> _Passage to read_
☆ ☆ ☆ ☆ ☆

The Future of Stand-Up Comedy
This is especially true with famous comedians. Chris Rock was complaining about this issue on the Daily Show the other day. When Jon Stewart asked him about his stand-up career, Rock started complaining about people filming his performances. As I learned from my own stint in stand-up, it takes a lot of time to perfect your act. You can’t just write some jokes down and say them into a mic; you have to get up in front of a live audience and see what flies.
Stand-up comedians are always refining their material, telling the same jokes in different ways till they get maximum laughs. This formula has worked for years. Even big-name comedians will pop into small clubs just to test out their jokes in front of a live audience. If the new jokes fall flat (as some of them will), the comedian can move on to something better. But all that changes when some jackass pulls out an iPhone.

☆ ☆ ☆ ☆ ☆

[Stored items]
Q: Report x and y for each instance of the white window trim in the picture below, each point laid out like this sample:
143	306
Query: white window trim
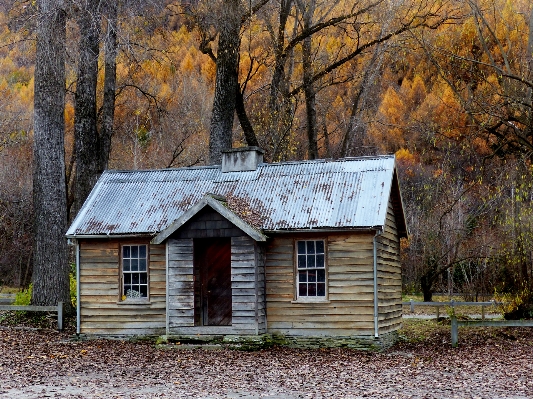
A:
310	299
122	295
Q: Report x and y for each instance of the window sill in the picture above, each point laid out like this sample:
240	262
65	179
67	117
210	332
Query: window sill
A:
135	302
311	300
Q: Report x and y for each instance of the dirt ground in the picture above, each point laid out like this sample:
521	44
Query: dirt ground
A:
489	363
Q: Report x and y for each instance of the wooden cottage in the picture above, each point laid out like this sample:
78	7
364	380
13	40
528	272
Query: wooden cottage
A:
306	249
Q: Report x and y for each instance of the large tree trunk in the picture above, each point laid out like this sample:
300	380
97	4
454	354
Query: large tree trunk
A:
310	101
51	268
110	83
246	125
226	81
308	10
85	119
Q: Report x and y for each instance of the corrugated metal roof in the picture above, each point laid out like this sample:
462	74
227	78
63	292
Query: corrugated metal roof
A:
347	193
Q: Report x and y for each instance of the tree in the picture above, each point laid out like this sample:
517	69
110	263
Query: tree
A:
229	25
488	66
50	268
87	152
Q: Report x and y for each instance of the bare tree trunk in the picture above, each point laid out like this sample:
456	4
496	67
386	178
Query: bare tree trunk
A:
308	10
51	268
310	101
85	119
246	125
110	83
226	81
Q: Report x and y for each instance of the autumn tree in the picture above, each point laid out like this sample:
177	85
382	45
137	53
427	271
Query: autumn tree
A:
488	66
50	267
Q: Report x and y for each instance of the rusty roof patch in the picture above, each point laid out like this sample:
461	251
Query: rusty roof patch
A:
347	193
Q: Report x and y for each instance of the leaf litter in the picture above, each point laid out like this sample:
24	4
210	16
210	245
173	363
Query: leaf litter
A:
489	363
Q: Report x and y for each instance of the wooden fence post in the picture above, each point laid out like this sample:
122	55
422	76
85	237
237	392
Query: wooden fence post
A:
455	332
60	316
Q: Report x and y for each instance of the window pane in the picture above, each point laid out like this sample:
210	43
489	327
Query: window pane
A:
144	291
142	251
301	261
301	247
321	275
142	265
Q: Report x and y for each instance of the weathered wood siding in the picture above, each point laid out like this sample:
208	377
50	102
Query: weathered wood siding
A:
180	284
348	309
248	287
102	311
247	278
389	276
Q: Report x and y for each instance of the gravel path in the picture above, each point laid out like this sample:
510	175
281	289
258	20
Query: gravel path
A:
493	364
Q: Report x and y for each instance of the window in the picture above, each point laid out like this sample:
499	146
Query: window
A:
134	272
311	269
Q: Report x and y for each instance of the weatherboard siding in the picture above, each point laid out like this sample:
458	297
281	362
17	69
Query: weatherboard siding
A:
389	276
348	309
102	311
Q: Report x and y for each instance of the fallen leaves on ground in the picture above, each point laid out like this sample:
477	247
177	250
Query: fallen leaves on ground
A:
489	363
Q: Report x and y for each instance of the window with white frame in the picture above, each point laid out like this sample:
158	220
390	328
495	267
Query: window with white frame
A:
311	268
134	272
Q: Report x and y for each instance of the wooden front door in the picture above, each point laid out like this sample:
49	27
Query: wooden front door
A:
212	263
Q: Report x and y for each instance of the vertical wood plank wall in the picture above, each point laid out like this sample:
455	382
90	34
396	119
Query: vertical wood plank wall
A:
247	286
101	309
389	276
349	309
180	284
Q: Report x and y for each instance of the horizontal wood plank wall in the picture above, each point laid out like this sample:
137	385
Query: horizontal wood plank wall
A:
349	309
245	286
101	309
180	284
389	276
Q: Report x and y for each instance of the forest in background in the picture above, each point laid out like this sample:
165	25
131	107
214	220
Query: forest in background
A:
445	85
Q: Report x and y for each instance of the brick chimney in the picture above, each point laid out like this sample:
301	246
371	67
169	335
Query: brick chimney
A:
241	159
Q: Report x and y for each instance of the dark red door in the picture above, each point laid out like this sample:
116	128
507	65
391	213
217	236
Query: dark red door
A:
213	260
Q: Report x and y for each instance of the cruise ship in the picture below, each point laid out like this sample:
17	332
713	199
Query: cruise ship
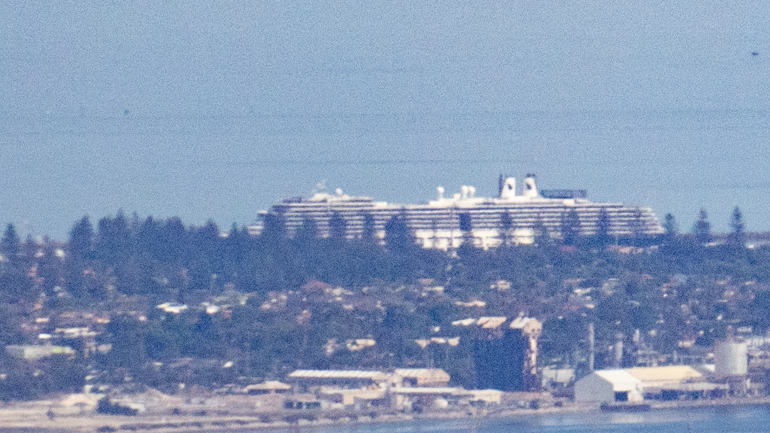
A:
437	223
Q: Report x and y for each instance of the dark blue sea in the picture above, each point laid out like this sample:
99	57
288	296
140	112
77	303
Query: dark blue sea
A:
719	419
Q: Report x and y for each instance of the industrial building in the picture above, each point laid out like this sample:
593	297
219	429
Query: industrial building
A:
672	382
504	351
446	222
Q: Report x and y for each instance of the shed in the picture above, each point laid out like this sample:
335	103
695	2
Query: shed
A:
607	386
423	376
267	387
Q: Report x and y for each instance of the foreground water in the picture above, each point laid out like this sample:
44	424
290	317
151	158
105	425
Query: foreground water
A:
720	419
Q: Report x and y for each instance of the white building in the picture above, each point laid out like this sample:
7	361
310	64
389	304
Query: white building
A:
607	386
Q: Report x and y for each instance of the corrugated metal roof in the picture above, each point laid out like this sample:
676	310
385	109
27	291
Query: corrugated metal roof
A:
621	380
437	390
426	374
670	373
491	322
268	385
338	374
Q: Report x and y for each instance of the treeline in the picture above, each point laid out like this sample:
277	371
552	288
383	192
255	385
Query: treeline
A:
679	286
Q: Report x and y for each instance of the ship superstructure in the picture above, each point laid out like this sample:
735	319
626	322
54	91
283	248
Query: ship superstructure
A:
446	221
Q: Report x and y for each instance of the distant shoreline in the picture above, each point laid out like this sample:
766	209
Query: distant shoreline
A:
31	416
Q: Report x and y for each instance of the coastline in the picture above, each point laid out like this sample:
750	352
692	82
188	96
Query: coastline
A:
32	416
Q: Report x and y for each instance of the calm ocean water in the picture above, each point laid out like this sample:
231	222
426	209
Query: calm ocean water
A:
722	419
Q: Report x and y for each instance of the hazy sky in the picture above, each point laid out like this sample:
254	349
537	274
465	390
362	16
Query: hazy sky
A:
215	110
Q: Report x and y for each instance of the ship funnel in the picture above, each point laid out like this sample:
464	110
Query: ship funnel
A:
508	188
530	189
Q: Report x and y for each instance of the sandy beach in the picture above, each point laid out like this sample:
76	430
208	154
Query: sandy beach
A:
49	416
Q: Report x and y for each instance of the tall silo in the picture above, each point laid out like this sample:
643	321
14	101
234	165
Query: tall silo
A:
730	358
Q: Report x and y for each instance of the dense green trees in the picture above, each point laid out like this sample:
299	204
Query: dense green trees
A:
149	261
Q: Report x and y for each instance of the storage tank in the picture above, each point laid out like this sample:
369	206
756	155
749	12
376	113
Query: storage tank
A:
730	358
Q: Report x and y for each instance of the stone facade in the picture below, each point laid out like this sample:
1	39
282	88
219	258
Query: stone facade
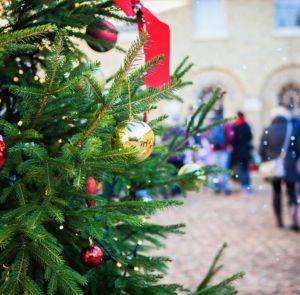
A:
252	62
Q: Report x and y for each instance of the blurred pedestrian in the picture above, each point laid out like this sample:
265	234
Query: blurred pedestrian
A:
280	145
220	138
241	151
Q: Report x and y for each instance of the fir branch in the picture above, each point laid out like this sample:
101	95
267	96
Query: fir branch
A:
57	52
16	36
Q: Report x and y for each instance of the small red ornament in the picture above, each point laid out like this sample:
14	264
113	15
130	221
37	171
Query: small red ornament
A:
91	189
92	256
105	31
2	154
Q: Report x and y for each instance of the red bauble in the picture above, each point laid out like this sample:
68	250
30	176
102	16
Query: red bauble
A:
92	256
105	31
2	155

☆ ☆ ☆ ☆ ☆

> _What to work on_
**A.** Summarize the piece on stand-up comedy in two sentences.
**B.** Carry the piece on stand-up comedy forward with the next paragraph, starting after its last sentence.

> _Answers for each item_
**A.** On the Daily Show, Chris Rock complained to Jon Stewart about people filming his performances, an issue that is especially true for famous comedians. Comedians perfect an act by refining and retelling jokes in front of live audiences, even in small clubs, until they get maximum laughs, but that changes when someone pulls out an iPhone.

**B.**
Imagine you’re at a small town comedy club, when Jerry Seinfeld makes an unexpected appearance. You pull out your phone and start filming him, if for no other reason than to brag to your friends on Facebook. The thing is, Jerry’s trying out some new material that night. It’s a big departure from his normal observational comedy, and he doesn’t quite pull it off. Still, you have a good time and upload the video to YouTube. Then someone else copies the video and edits it down to the gaffes. Pretty soon, it goes viral. And once everyone’s heard the bad version, the bit is ruined.
Though the golden era of stand-up comedy may be coming to an end, I’m not in the least bit concerned. There will always be new and interesting ways to convey levity. Comedy itself isn’t going anywhere,even if stand-up is doomed.